— start —

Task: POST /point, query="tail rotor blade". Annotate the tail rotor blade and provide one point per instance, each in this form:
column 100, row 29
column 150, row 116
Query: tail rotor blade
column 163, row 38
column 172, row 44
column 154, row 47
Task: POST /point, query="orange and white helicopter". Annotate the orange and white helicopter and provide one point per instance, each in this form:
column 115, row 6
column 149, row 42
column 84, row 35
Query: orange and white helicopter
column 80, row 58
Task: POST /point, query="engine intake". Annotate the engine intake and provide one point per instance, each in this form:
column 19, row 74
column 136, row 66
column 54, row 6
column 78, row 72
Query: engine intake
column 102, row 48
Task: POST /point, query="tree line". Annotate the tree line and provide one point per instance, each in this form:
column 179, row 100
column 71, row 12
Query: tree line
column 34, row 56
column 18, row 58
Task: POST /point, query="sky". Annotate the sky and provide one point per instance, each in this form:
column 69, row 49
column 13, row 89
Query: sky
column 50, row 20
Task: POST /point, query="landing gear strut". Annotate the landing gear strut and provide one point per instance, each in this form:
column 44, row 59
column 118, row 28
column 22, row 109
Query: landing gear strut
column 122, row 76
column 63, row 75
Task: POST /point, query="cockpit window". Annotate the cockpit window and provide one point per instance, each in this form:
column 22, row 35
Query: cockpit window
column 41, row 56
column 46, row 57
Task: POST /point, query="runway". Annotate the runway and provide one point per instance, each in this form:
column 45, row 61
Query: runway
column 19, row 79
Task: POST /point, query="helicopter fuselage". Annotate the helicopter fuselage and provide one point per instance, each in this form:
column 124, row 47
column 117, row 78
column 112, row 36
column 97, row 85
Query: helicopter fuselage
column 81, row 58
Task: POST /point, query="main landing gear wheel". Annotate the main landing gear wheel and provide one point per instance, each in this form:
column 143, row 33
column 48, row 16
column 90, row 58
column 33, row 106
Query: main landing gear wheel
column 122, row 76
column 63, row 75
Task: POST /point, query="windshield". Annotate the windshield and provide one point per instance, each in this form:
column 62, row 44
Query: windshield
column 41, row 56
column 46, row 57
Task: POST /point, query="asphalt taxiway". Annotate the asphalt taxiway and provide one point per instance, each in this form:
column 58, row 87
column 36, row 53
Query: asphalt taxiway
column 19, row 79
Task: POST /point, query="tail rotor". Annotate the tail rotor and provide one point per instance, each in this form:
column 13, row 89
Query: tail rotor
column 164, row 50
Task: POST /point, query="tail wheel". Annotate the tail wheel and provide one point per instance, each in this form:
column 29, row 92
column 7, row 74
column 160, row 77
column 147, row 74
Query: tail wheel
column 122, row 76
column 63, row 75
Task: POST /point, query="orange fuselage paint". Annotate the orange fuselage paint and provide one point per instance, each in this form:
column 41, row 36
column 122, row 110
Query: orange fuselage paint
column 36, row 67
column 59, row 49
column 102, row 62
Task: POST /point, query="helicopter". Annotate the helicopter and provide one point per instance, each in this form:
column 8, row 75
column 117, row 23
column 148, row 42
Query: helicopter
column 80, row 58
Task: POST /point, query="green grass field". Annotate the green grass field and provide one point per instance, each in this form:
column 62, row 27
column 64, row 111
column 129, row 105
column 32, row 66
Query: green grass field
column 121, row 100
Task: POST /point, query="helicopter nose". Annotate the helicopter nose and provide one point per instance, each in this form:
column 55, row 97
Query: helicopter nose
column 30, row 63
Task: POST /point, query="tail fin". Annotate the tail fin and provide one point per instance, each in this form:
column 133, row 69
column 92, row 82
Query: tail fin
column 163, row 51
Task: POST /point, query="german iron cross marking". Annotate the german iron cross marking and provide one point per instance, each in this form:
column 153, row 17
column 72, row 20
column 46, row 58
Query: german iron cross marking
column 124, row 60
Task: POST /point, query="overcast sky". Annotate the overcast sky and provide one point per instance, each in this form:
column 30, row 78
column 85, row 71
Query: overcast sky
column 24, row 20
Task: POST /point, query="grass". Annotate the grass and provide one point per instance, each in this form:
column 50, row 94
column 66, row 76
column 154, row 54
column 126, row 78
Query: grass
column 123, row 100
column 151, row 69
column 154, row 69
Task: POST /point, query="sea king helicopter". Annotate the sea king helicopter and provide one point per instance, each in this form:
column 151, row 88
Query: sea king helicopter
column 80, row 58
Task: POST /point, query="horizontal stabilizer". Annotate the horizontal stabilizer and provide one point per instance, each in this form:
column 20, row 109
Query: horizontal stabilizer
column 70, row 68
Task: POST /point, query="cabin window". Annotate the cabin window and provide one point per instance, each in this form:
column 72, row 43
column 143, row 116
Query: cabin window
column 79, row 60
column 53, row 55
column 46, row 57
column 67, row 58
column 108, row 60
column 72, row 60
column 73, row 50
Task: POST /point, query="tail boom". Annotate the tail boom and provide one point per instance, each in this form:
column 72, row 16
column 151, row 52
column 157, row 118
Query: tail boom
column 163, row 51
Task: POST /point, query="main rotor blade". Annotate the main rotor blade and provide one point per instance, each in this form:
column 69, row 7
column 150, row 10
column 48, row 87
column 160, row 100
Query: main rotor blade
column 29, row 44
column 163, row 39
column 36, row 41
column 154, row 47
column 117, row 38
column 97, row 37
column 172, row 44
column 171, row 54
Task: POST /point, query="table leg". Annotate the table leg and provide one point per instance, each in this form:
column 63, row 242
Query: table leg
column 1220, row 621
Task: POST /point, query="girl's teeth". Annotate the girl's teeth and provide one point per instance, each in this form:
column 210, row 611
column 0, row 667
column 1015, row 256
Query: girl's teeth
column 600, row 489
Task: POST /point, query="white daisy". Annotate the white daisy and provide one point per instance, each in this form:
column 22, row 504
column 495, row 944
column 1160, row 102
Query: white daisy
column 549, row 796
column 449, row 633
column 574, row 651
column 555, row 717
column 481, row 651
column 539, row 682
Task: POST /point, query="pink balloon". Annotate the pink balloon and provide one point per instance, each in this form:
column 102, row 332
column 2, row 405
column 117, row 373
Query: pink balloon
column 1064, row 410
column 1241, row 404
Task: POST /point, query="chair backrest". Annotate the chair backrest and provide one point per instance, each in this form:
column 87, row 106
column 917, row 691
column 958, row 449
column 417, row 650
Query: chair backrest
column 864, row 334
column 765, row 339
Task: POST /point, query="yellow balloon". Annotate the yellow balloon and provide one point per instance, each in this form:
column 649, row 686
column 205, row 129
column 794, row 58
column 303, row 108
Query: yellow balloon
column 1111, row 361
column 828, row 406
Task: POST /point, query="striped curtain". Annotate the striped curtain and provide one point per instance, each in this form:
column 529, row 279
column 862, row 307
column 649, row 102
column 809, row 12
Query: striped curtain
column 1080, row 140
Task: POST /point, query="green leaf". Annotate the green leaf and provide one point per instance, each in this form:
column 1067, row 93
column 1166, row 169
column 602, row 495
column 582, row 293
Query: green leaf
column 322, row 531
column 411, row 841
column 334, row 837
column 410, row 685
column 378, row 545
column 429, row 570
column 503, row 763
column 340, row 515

— end —

What you are asked to do → Reproduce every one of the records above verbatim, line for line, without any alteration.

Task response →
Task: POST /point, query="tail rotor blade". Annotate the tail rotor blade and provide one point per instance, each in this form:
column 100, row 29
column 150, row 116
Query: tail rotor blade
column 163, row 38
column 172, row 44
column 154, row 47
Task: POST /point, query="orange and white helicopter". Annotate the orange and white helicopter and provide one point per instance, each in this form:
column 115, row 6
column 149, row 42
column 84, row 35
Query: orange and white helicopter
column 80, row 58
Task: POST /point, query="engine intake". Annotate the engine intake and provide one point per instance, each in this form:
column 19, row 74
column 136, row 66
column 54, row 6
column 78, row 72
Query: engine intake
column 102, row 48
Task: POST /point, query="tree line". Annotate the tree line and provide one point per instance, each in this form:
column 179, row 100
column 71, row 12
Query: tree line
column 34, row 56
column 18, row 58
Task: POST /point, query="sky". Annotate the sky and provide one point per instance, each in this form:
column 69, row 49
column 13, row 89
Query: sky
column 50, row 20
Task: POST /point, query="landing gear strut". Annotate the landing gear strut and provide one point per instance, each in this form:
column 44, row 59
column 118, row 28
column 22, row 109
Query: landing gear strut
column 122, row 76
column 63, row 75
Task: POST /point, query="cockpit window". Annotate the cockpit window and provide one point per instance, each in this form:
column 22, row 35
Query: cockpit window
column 41, row 56
column 46, row 57
Task: POST /point, query="runway". Annotate the runway and provide one point per instance, each in this form:
column 45, row 61
Query: runway
column 19, row 79
Task: POST /point, query="helicopter fuselage". Annotate the helicopter fuselage and provide one point per instance, each in this form:
column 124, row 47
column 117, row 78
column 112, row 36
column 97, row 85
Query: helicopter fuselage
column 81, row 58
Task: POST /point, query="main landing gear wheel". Annotate the main landing gear wheel and provide one point per instance, each in this form:
column 143, row 33
column 48, row 16
column 90, row 58
column 33, row 106
Query: main landing gear wheel
column 122, row 76
column 63, row 75
Task: POST /point, query="windshield". Annotate the windshield and provide one point per instance, each in this form:
column 62, row 44
Query: windshield
column 41, row 56
column 46, row 57
Task: POST /point, query="asphalt taxiway". Annotate the asphalt taxiway and provide one point per instance, each in this form:
column 58, row 87
column 36, row 53
Query: asphalt taxiway
column 19, row 79
Task: POST /point, query="tail rotor". Annotate the tail rotor and provide one point per instance, each in this form:
column 13, row 89
Query: tail rotor
column 164, row 50
Task: POST /point, query="tail wheel". Annotate the tail wheel and provide one point per instance, each in this form:
column 29, row 92
column 7, row 74
column 160, row 77
column 147, row 74
Query: tail wheel
column 122, row 76
column 63, row 75
Task: POST /point, query="orange fuselage paint". Annotate the orange fuselage paint and provide one point per instance, each in this form:
column 41, row 36
column 122, row 110
Query: orange fuselage paint
column 36, row 67
column 59, row 49
column 102, row 62
Task: POST /point, query="helicopter". Annotate the helicopter and provide one point per instance, each in this form:
column 8, row 75
column 117, row 23
column 148, row 42
Query: helicopter
column 80, row 58
Task: POST /point, query="green grass field". Annotate the green grass field and provide one point per instance, each in this form:
column 62, row 27
column 64, row 111
column 129, row 105
column 32, row 66
Query: green grass field
column 121, row 100
Task: POST /point, query="helicopter nose". Annotate the helicopter nose and provide one point per instance, each in this form:
column 55, row 97
Query: helicopter nose
column 30, row 63
Task: POST /point, query="tail fin". Annotate the tail fin and provide one point per instance, each in this form:
column 133, row 69
column 92, row 82
Query: tail fin
column 163, row 51
Task: POST /point, query="german iron cross marking". Annotate the german iron cross marking and provide one point per instance, each in this form:
column 153, row 17
column 72, row 20
column 46, row 58
Query: german iron cross marking
column 124, row 60
Task: POST /point, query="overcast sky". Annotate the overcast sky and provide one point per instance, each in this form:
column 30, row 78
column 85, row 71
Query: overcast sky
column 24, row 20
Task: POST /point, query="grass". Annotate the grass and provide one point per instance, each in this form:
column 50, row 94
column 66, row 76
column 154, row 54
column 126, row 78
Query: grass
column 123, row 100
column 151, row 69
column 154, row 69
Task: POST /point, query="sea king helicopter". Annotate the sea king helicopter and provide one point per instance, each in this form:
column 151, row 88
Query: sea king helicopter
column 80, row 58
Task: POST /point, query="horizontal stabilizer". Annotate the horizontal stabilizer and provide one point per instance, each in this form:
column 20, row 109
Query: horizontal stabilizer
column 70, row 68
Task: POST /point, query="cabin window". Annotate the cabin window and provide one point per instance, each in this form:
column 72, row 43
column 143, row 116
Query: cabin window
column 79, row 60
column 53, row 55
column 46, row 57
column 67, row 58
column 108, row 60
column 72, row 60
column 73, row 50
Task: POST /point, query="tail boom". Annotate the tail boom and provide one point per instance, each in this form:
column 72, row 16
column 151, row 52
column 157, row 118
Query: tail boom
column 163, row 51
Task: POST /point, query="main rotor blade". Annotate the main rotor blade and provide one point per instance, each in this form:
column 69, row 7
column 150, row 10
column 48, row 87
column 160, row 100
Query: main rotor blade
column 29, row 44
column 163, row 39
column 36, row 41
column 154, row 47
column 117, row 38
column 97, row 37
column 172, row 44
column 171, row 54
Task: POST /point, query="table leg". Annotate the table leg and provide one point per instance, each in this form:
column 63, row 242
Query: table leg
column 1220, row 621
Task: POST /point, query="girl's teeth". Annotate the girl's teeth and provide one point per instance, each in this form:
column 210, row 611
column 0, row 667
column 1015, row 256
Query: girl's teeth
column 600, row 489
Task: POST /point, query="white daisy". Annotate the white daisy and provide one point per instance, each in this form:
column 22, row 504
column 495, row 944
column 1160, row 102
Query: white daisy
column 549, row 796
column 449, row 633
column 574, row 651
column 555, row 717
column 481, row 651
column 539, row 682
Task: POST /point, query="pink balloon". Annotate the pink balloon and provide one point per instance, each in this form:
column 102, row 332
column 2, row 405
column 117, row 373
Query: pink balloon
column 1064, row 410
column 1241, row 404
Task: POST /point, query="chair backrest". Annotate the chair backrest and provide one point per instance, each in this form:
column 87, row 106
column 917, row 691
column 958, row 449
column 417, row 650
Query: chair backrest
column 864, row 334
column 765, row 339
Task: POST /point, query="yellow balloon". Annotate the yellow balloon and provide one point per instance, each in this form:
column 649, row 686
column 205, row 129
column 794, row 58
column 303, row 108
Query: yellow balloon
column 1111, row 361
column 828, row 406
Task: POST /point, query="striped curtain". Annotate the striped curtain and provide one point per instance, each in this form:
column 529, row 279
column 862, row 307
column 649, row 102
column 809, row 12
Query: striped curtain
column 1080, row 140
Task: POST /point, query="green leaf". Annotate the green leaf and provide one point per instance, each in this form:
column 1067, row 93
column 1166, row 169
column 602, row 495
column 582, row 293
Query: green leaf
column 322, row 531
column 411, row 841
column 334, row 837
column 410, row 685
column 378, row 545
column 429, row 570
column 503, row 763
column 340, row 515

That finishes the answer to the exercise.